- TEXT EXCERPT
_ _ _ _ _ _ _

Explanation of Expenditure
Expenditure refers to the act of spending or disbursing money to acquire goods, services, assets, or settle financial
obligations. It represents the outflow of financial resources from individuals, households, businesses, or
governments to meet various needs, wants, and obligations.
Types of Expenditure:
Consumption Expenditure: Consumption expenditure involves spending on goods and services for immediate use
and enjoyment by individuals or households. It encompasses expenditures on necessities such as food, shelter,
clothing, healthcare, education, transportation, as well as discretionary purchases such as entertainment, travel, and
leisure activities.
Investment Expenditure: Investment expenditure involves spending on assets that are expected to generate future
income, returns, or appreciation. It includes expenditures on capital goods, machinery, equipment, infrastructure,
technology, research and development, as well as financial investments such as stocks, bonds, real estate, and
business ventures. Investment expenditure contributes to economic growth, productivity enhancement, and wealth
accumulation over time.
Government Expenditure: Government expenditure refers to spending by governmental entities at the local, state,
or national levels on public goods, services, programs, and infrastructure. It encompasses expenditures on education,
healthcare, defense, transportation, social welfare, public safety, administration, as well as transfer payments such as
pensions, subsidies, and grants. Government expenditure influences economic activity, social welfare, and public
policy objectives.
Business Expenditure: Business expenditure includes spending by firms and corporations on various operating
expenses, production inputs, labor costs, marketing, research, development, and capital investments. It encompasses
expenditures on raw materials, labor, utilities, rent, advertising, machinery, technology, and innovation. Business
expenditure is essential for maintaining operations, expanding capacity, and driving competitiveness in the
marketplace.
Explanation of Savings
Savings is a crucial aspect of personal finance and economic activity, representing the portion of income that
individuals, households, businesses, or governments retain after consumption and expenditure. Savings involve
setting aside a portion of current income for future use, emergencies, investment, or achieving financial goals.
Saving is essential for building wealth, achieving financial security, and facilitating economic growth and
development.
Types of Savings:
Personal Savings: Personal savings refer to the funds individuals or households set aside from their income after
meeting expenses. It encompasses saving through various channels such as bank accounts, retirement accounts,
investment accounts etc. Personal savings serve as a financial cushion for emergencies, unexpected expenses, and
future needs such as education, homeownership, retirement, or healthcare.

_ _ _ _ _ _ _

- INSTRUCTION 1
Can you copy the entries below word for word, leaving out the pictures?
- INSTRUCTION 2
How would the passage on expenditure and savings go on after its last sentence?
The passage on expenditure and savings has no connection to the entries.

_ _ _ _ _ _ _

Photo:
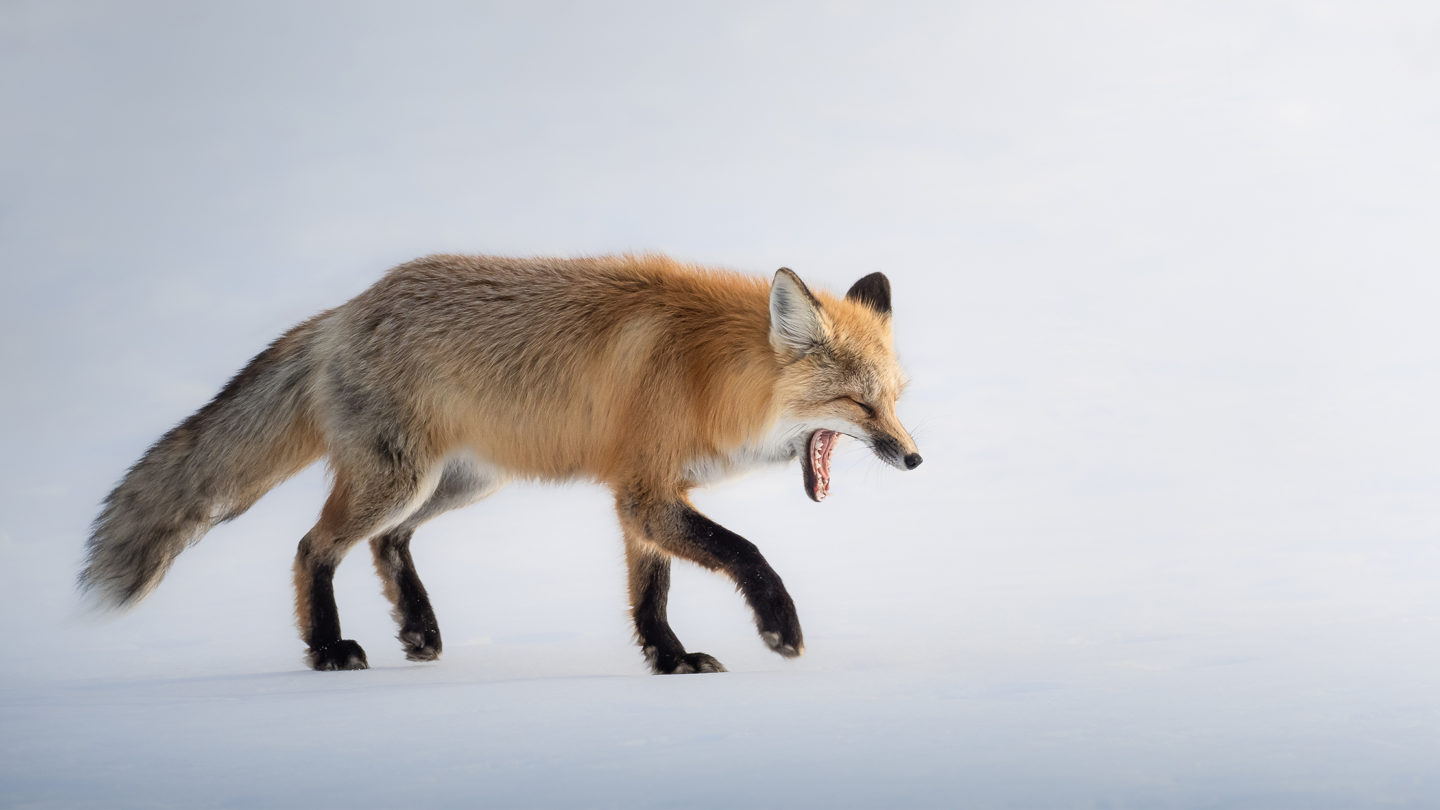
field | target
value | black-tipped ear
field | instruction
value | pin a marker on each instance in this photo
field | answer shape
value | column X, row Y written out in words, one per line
column 871, row 291
column 797, row 320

_ _ _ _ _ _ _

- RESPONSE 1
Photo:
field | target
value | black-tipped ear
field | instruction
value | pin a marker on each instance in this photo
field | answer shape
value | column X, row Y written out in words, one per line
column 871, row 291
column 797, row 320

- RESPONSE 2
Business Savings: Businesses also engage in saving by retaining a portion of their earnings or profits for
reinvestment, expansion, or contingencies. Business savings may be held in retained earnings, corporate reserves, or
invested in capital projects etc. Accumulating business savings is vital for maintaining liquidity, funding growth
initiatives, and withstanding economic downturns or unexpected challenges.
Government Savings: Governments engage in saving through fiscal policies such as budget surpluses, sovereign
wealth funds, or stabilization funds. Government savings involve setting aside excess revenues or windfall gains for
future use, debt reduction, infrastructure investment, or addressing fiscal imbalances. Government savings
contribute to fiscal stability, debt management, and long-term economic resilience.
Explanation of Investment
Investment is the allocation of financial resources into assets or ventures with the expectation of generating returns
or benefits in the future. It involves sacrificing current consumption or liquidity in exchange for potential future
gains, such as capital appreciation, income, or other financial rewards. Investment plays a crucial role in personal
finance, business operations, and economic development, driving wealth accumulation, innovation, and productivity
growth.
Types of Investment:
Economic Investment: Economic investment refers to spending on capital goods, physical infrastructure, and
productive assets that contribute to expanding the economy's capacity, enhancing productivity, and generating future
income or returns. Examples of economic investment include expenditures on machinery, equipment, factories,
infrastructure projects, research and development, and human capital development.
Commitment Investment: Commitment investment involves long-term commitments of financial resources or
capital to projects, ventures, or obligations with the expectation of achieving strategic objectives, financial returns,
or contractual obligations over time. Commitment investments often entail significant upfront costs, risks, and
obligations, such as long-term contracts, partnerships, joint ventures, or capital-intensive projects.
Financial Investment: Financial investment refers to the acquisition of financial assets such as stocks, bonds,
mutual funds, exchange-traded funds (ETFs), real estate investment trusts (REITs), or other securities with the aim
of generating returns, capital appreciation, or income. Financial investments offer opportunities to diversify
portfolios, manage risk, and participate in the financial markets.
Importance of Investment:
Wealth Accumulation: Investment provides avenues for individuals, households, businesses, and governments to
grow wealth over time by earning returns higher than the rate of inflation. By investing in assets that appreciate in
value or generate income, investors can increase their net worth, achieve financial goals, and build long-term
prosperity.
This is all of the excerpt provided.